Showing 511 - 520 of 906 annotations tagged with the keyword "Doctor-Patient Relationship"

Annotated by:
Nixon, Lois LaCivita

Primary Category: Performing Arts / Film, TV, Video

Genre: Film

Summary:

The film is an adaptation of an award-winning play by Ariel Dorfman, a Chilean writer forced into exile in 1973. Through revelatory events affecting the three characters, audiences learn about atrocities committed by the Fascist government that had, until recently, ruled the unnamed country where the story is set.

Paulina Escobar (Sigourney Weaver) had been a political prisoner during the oppressive period who was tortured by her captors. After gaining her trust by treating her kindly and playing a tape of Schubert’s Death and the Maiden, Dr. Miranda, a physician (Ben Kingsley) cruelly participated in the abusive treatment of his powerless victim. Gerardo Escobar (Stuart Wilson), then her boyfriend, now her husband, had been editor of the underground newspaper and target of the absolutist regime. In spite of torture, she did not disclose his whereabouts and, in effect, saved his life.

> **Work task A**:
In the film summary, what music did Dr. Miranda play for Paulina Escobar to win her trust?
> **Work task B**:
Write out the part of the film summary that opens with the words containing "Showing 511 - 520" and closes with "story is set.".
> **Work task C**:
Keep writing the film summary, picking up right after its last sentence.

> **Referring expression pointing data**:
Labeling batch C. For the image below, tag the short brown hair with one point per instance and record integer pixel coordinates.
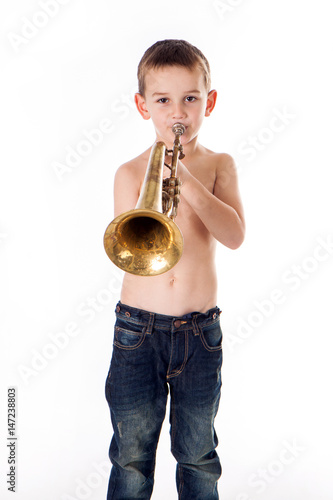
(172, 53)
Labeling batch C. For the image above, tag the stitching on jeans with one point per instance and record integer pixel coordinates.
(179, 371)
(181, 481)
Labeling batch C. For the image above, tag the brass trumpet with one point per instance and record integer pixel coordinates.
(146, 241)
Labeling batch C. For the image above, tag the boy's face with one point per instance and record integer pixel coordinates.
(175, 94)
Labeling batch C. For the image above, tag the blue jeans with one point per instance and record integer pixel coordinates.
(152, 354)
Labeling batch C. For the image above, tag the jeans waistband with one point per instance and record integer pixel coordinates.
(162, 321)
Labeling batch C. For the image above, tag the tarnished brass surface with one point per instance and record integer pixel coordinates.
(146, 241)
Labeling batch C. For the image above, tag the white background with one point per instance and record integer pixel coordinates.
(62, 74)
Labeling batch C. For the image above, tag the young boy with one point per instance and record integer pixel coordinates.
(167, 333)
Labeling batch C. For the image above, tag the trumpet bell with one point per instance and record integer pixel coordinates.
(143, 242)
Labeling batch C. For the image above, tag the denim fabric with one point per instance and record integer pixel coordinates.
(154, 354)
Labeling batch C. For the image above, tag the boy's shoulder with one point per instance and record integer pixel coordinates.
(221, 160)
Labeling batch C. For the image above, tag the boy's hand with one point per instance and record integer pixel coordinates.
(181, 172)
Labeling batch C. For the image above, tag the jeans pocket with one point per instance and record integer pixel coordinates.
(129, 336)
(211, 336)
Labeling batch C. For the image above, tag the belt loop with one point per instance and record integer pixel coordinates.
(150, 323)
(195, 326)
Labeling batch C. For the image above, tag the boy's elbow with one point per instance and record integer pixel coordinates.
(237, 238)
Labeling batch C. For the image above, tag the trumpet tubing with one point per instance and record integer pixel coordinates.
(146, 241)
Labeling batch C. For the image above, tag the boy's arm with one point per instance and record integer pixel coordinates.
(221, 212)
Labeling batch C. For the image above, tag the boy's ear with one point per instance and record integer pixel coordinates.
(141, 106)
(211, 101)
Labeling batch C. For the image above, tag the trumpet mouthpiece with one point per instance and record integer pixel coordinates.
(178, 128)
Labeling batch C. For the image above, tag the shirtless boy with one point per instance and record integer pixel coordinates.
(167, 334)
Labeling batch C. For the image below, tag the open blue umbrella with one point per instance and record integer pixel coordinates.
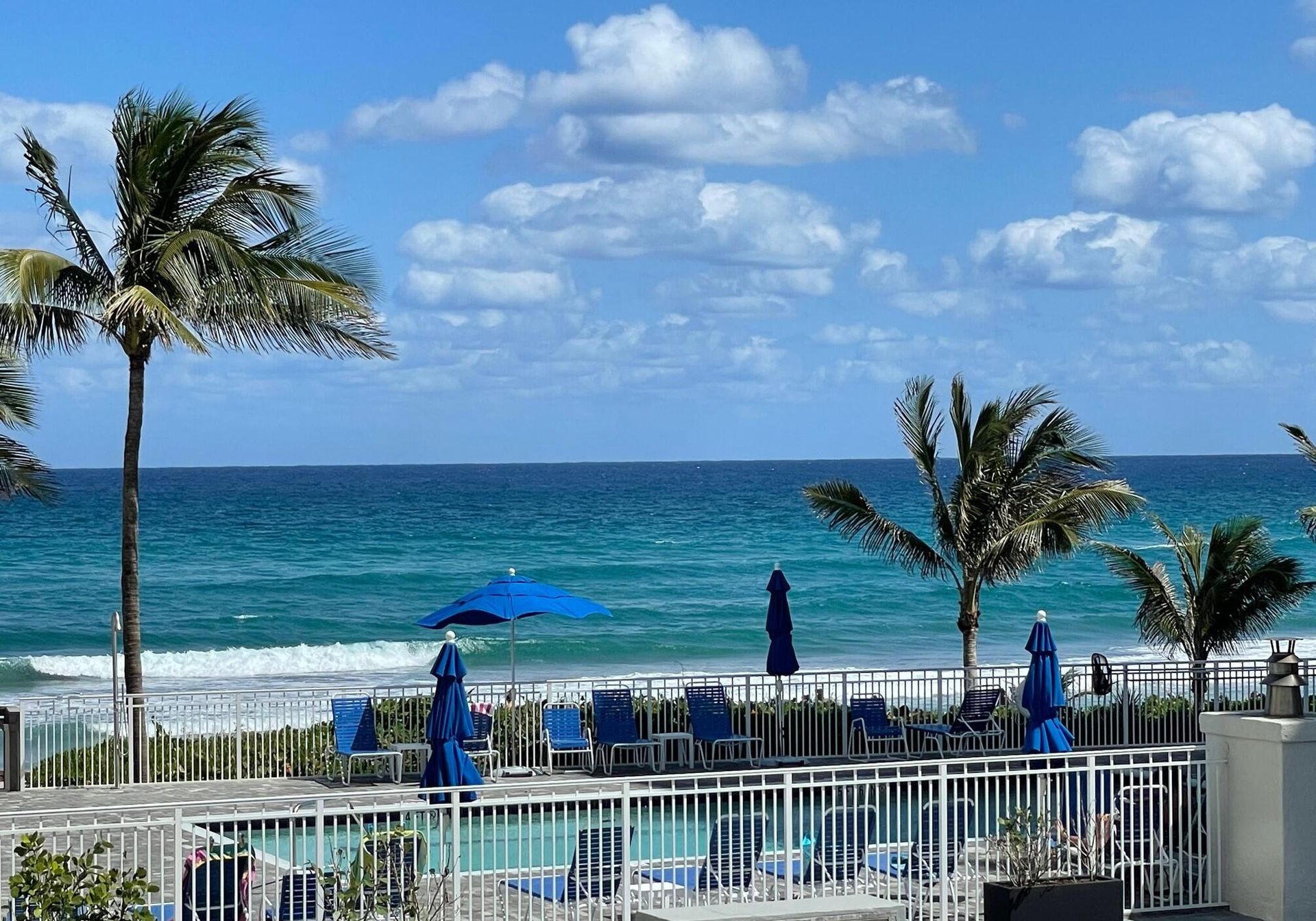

> **Response box A**:
A tape of Schubert’s Death and the Maiden.

> **Response box B**:
Showing 511 - 520 of 906 annotations tagged with the keyword "Doctor-Patient Relationship"

Annotated by:
Nixon, Lois LaCivita

Primary Category: Performing Arts / Film, TV, Video

Genre: Film

Summary:

The film is an adaptation of an award-winning play by Ariel Dorfman, a Chilean writer forced into exile in 1973. Through revelatory events affecting the three characters, audiences learn about atrocities committed by the Fascist government that had, until recently, ruled the unnamed country where the story is set.

> **Response box C**:
Currently, Paulina lives with Gerardo in a desolate coastal setting. At the film’s onset, viewers note Paulina’s agitation concerning a news bulletin about the presidential appointment of a human rights commission charged with investigating abuses by the previous regime. According to the report, her lawyer husband has been appointed committee chair. The remainder of the film concerns victim, physician, and husband of that oppressive period who through strange circumstances are brought together during the night.

Reminiscent of a Lear-like heath, past terrors are howled out against a raging storm. On his way home Gerardo’s tire became flat and he was picked up and brought home by Miranda, a good Samaritan. When Paulina, who had been blindfolded during her captivity, recognizes his voice and pet phrases, she steals his car and pushes it over the cliff into the sea. Totally perplexed by the Paulina’s actions, the men pace about in the living room where the doctor delivers derisive diatribes about women in general and wives in particular. Gerardo, to a lesser extent, expresses condemnation and embarrassment for his wife’s inexplicable behavior.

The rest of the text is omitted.